*WORK TASK:* All of the listing is to be written out word for word, with the pictures left out.

*GIVEN DATA:*
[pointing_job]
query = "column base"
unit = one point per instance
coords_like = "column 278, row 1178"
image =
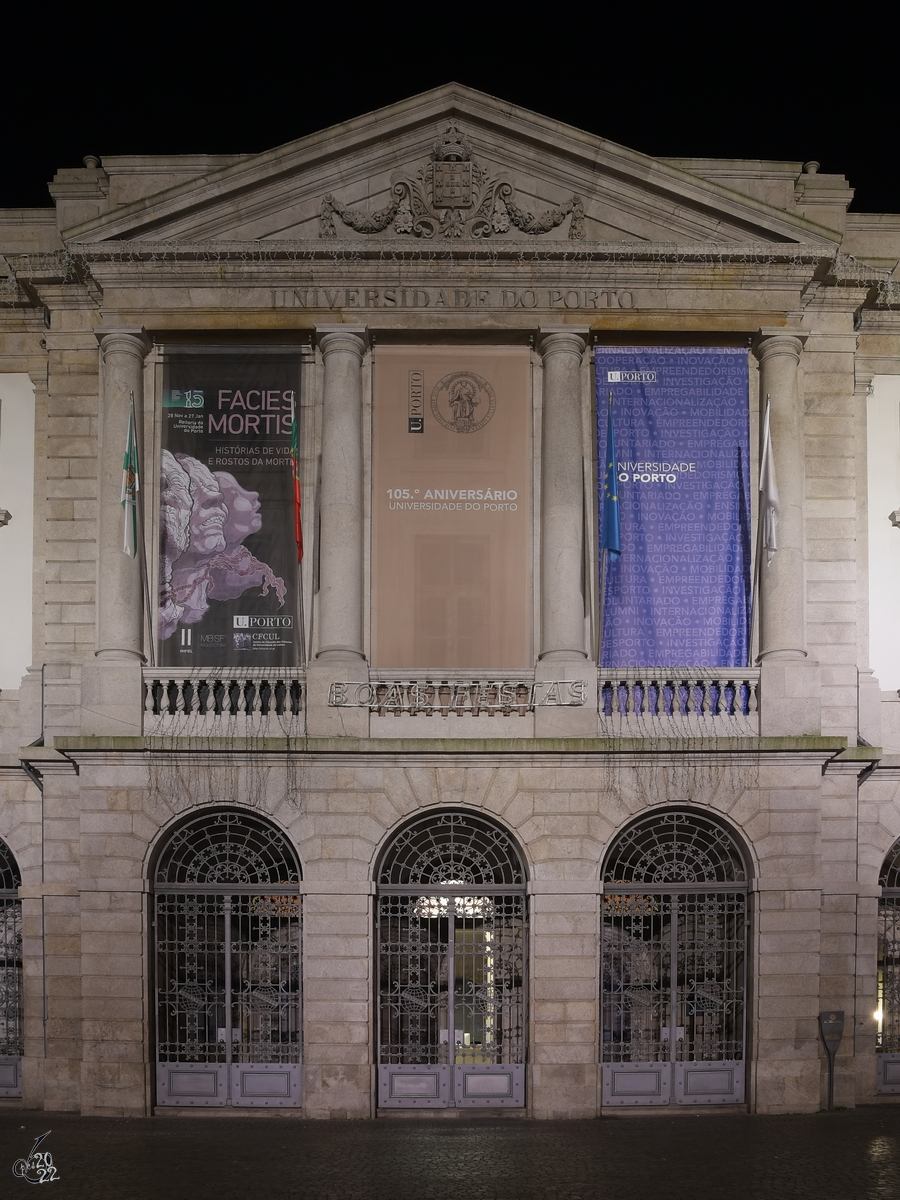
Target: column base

*WRITTEN RESPONSE:*
[pointing_job]
query = "column base"
unit = one point per instance
coords_like = "column 278, row 1178"
image =
Target: column base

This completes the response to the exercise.